[Working data]
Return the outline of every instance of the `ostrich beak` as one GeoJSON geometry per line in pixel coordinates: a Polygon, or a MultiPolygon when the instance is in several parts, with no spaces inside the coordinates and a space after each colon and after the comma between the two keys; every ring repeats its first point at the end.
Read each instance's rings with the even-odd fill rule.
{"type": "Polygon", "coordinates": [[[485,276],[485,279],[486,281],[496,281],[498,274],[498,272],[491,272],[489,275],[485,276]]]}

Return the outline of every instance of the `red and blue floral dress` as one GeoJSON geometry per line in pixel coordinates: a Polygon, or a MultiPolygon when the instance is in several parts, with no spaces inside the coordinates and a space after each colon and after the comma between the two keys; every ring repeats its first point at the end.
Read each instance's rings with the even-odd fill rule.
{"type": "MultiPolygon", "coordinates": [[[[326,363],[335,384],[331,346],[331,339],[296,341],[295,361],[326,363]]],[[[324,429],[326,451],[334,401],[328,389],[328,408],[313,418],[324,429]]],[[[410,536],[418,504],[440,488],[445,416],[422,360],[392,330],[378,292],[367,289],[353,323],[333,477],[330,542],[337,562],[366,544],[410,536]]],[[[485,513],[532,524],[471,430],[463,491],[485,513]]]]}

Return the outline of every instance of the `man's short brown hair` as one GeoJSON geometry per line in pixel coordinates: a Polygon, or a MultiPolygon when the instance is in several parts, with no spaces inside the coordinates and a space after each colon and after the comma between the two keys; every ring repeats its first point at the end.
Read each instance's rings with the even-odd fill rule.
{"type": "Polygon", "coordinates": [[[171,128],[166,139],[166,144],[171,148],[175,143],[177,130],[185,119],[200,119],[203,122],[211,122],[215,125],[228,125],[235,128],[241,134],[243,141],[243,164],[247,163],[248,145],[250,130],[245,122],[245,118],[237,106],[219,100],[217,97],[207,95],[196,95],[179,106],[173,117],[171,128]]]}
[/Working data]
▶ Exercise details
Copy the data above in full, exactly as it reads.

▶ Response to this exercise
Return the outline of every instance of the `ostrich beak` as one GeoJSON geometry per line in pixel coordinates: a Polygon, or a MultiPolygon when the instance is in several parts, with no spaces inside the coordinates and a space after each colon and after the comma between the two keys; every ring repeats its first point at the end.
Read each instance's rings with the even-odd fill rule.
{"type": "Polygon", "coordinates": [[[485,276],[485,279],[486,281],[496,281],[498,274],[498,272],[491,272],[489,275],[485,276]]]}

Return the outline of every instance of the `red and blue floral dress` as one GeoJSON geometry per line in pixel coordinates: a Polygon, or a MultiPolygon when the instance is in several parts, with no spaces inside the coordinates and a space after each colon and after the comma between the two keys; every ring repeats its first point at the end.
Read each instance's rings with the even-odd fill rule.
{"type": "MultiPolygon", "coordinates": [[[[326,363],[335,384],[331,346],[331,339],[296,341],[295,361],[326,363]]],[[[324,429],[326,451],[334,401],[328,389],[328,408],[313,418],[324,429]]],[[[410,536],[418,504],[440,488],[445,416],[422,360],[392,330],[378,292],[367,289],[353,323],[333,477],[330,542],[337,562],[366,544],[410,536]]],[[[485,513],[532,524],[471,430],[463,491],[485,513]]]]}

Return the outline of every instance of the `man's short brown hair` as one GeoJSON geometry per line in pixel coordinates: a Polygon, or a MultiPolygon when the instance is in several parts, with no spaces inside the coordinates and a space after each colon and after the comma between the two keys; every ring repeats its first point at the end.
Read each instance's rings with the even-odd fill rule.
{"type": "Polygon", "coordinates": [[[171,128],[166,139],[166,144],[171,148],[175,143],[177,130],[185,119],[200,119],[203,122],[211,122],[215,125],[228,125],[235,128],[241,134],[243,141],[243,164],[247,163],[248,145],[250,130],[245,122],[245,118],[237,106],[219,100],[217,97],[207,95],[196,95],[179,106],[173,117],[171,128]]]}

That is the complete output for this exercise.